Each line below must be transcribed with no word changed.
**********
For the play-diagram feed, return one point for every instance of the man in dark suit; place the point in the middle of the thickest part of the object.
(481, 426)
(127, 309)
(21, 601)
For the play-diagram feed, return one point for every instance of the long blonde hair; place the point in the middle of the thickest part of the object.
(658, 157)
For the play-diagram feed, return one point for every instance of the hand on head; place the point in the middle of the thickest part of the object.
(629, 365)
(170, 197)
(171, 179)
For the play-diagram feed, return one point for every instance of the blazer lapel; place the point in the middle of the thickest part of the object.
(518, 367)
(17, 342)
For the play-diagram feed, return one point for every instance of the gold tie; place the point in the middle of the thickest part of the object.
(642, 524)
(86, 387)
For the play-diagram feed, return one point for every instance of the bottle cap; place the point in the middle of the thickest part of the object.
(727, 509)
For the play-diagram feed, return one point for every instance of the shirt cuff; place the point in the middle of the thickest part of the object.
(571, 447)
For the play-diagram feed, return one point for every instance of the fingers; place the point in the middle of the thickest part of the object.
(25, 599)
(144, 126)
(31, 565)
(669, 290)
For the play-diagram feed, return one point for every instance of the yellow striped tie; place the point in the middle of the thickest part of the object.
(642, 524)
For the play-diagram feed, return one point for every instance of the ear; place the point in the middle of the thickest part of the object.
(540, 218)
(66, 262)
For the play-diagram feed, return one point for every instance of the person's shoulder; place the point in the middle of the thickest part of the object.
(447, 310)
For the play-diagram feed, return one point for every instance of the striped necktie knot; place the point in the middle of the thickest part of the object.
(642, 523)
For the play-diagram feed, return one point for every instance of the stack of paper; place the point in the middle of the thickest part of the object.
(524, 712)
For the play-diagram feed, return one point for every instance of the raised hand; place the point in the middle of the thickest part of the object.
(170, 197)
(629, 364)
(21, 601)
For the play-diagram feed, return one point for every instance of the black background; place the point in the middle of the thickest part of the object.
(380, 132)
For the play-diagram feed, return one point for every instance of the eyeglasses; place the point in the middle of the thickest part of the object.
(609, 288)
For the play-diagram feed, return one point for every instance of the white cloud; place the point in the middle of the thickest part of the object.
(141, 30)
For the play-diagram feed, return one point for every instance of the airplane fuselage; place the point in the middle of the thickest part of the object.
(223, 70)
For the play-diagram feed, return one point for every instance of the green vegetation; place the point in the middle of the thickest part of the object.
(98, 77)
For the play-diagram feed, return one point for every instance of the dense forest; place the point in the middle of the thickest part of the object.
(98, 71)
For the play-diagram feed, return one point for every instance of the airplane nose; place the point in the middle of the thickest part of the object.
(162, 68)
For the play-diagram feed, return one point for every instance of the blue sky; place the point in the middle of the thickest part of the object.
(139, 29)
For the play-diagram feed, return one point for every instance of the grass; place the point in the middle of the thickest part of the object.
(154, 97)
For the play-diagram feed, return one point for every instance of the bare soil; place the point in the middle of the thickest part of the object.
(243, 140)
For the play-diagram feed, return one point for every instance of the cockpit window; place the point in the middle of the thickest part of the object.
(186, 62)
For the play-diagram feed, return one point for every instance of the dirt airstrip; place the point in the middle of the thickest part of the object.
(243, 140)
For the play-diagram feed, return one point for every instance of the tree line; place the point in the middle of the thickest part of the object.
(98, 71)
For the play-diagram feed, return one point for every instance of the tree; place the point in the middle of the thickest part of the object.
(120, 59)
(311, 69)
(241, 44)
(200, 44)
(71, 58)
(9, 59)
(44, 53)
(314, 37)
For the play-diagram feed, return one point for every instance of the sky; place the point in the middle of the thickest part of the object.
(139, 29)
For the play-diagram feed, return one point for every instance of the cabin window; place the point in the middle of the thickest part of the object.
**********
## Exercise response
For the play-diagram feed, return one point for every instance of the man in dark suit; place the point in the middle of the thickest part of the object.
(481, 426)
(127, 309)
(21, 601)
For the play-diagram feed, return one point for every instance of the long blonde hair; place the point in the middle of the thickest part of the object.
(658, 157)
For the play-diagram feed, return one point for every instance of the hand on head; place the point in the middle of the thickest part of the object.
(629, 365)
(170, 197)
(171, 179)
For the play-diagram feed, return one point for every instance of the blazer lapel; place the point in the middle of the thickest part of the object.
(518, 367)
(17, 342)
For the play-diagram feed, return one point for every instance of the gold tie; place the point in the middle of the thickest part of the object.
(642, 524)
(86, 387)
For the play-diagram feed, return one point for every instance of the bottle cap; place the point in the middle of the thickest part of the object.
(727, 509)
For the play-diagram feed, return one point for every instance of the shirt cuff; place the point in the middle of the thickest part of the object.
(571, 447)
For the play-diagram feed, return one point for every instance of the fingers; place the point in the middle of the thickest part of the object.
(25, 599)
(144, 126)
(31, 565)
(669, 290)
For the play-diagram feed, return one point for every instance of the yellow striped tie; place the point in the middle of the thickest part of the object.
(642, 524)
For the play-diagram feed, return one point for every instance of the ear; place the point in the middle of the thickest part of the object.
(540, 218)
(66, 262)
For the play-diagram feed, return one point for every instance of the person's shoulder; place the point in the middle of the thickest part of the object.
(447, 310)
For the play-diagram feed, return one point for every instance of the striped necktie knot; place the point in the middle of the thickest part of the object.
(642, 523)
For the play-diagram feed, return one point for every instance of the stack of paper; place the point in the middle of the thickest part of the object.
(524, 712)
For the play-diagram feed, return one point for every instance of the raised hand; place the point in the middle of the thickest part of the object.
(170, 197)
(629, 364)
(21, 601)
For the play-diagram feed, return one point for every instance of the black background; place the point in the middle of the thickest part of the object.
(380, 132)
For the play-diagram feed, return one point for every instance of the eyeglasses; place the point in the middle of the thickest part of the object.
(609, 288)
For the play-diagram feed, return one point for every instance of the white cloud; place the point in the middle of the thickest part of the object.
(141, 30)
For the play-diagram feed, return one point for every instance of the airplane fuselage; place the point in the middle of the thickest part of the object.
(223, 70)
For the play-diagram feed, return one point for every instance of the green vegetation; place the point in the middle of the thickest part of the object.
(98, 77)
For the play-diagram feed, return one point for every instance of the dense forest; place the point in the middle of the thickest part of the object.
(98, 71)
For the play-diagram feed, return one point for every instance of the airplane nose; place the point in the middle of the thickest part of the object.
(162, 68)
For the play-diagram feed, return one point for every instance of the blue sky; place the point in the middle of the thickest part of the object.
(139, 29)
For the play-diagram feed, return one point for every instance of the grass; place the point in the middle of the thickest part of the object.
(154, 97)
For the play-diagram feed, return one point for every instance of the bare soil; place the point in the middle of the thickest part of the object.
(243, 140)
For the play-diagram feed, return one point for every instance of the cockpit window; place the point in the middle of the thickest part of the object.
(186, 62)
For the play-diagram feed, return one point for every instance of the dirt airstrip; place the point in the middle of the thickest part of the object.
(243, 140)
For the play-diagram feed, return one point for every instance of the tree line; place the point in the middle of the thickest part of the object.
(98, 71)
For the play-diagram feed, return one point for every instance of the tree; place the point in the middle of the thickest part of the object.
(120, 59)
(311, 69)
(241, 44)
(200, 44)
(71, 58)
(9, 59)
(44, 53)
(314, 37)
For the play-diagram feed, return one point for every instance of the sky; place the point in the middle of the thickest part of the object.
(139, 29)
For the play-diagram feed, return one point for every instance of the cabin window; place the point in the middle of the thickest part of the object.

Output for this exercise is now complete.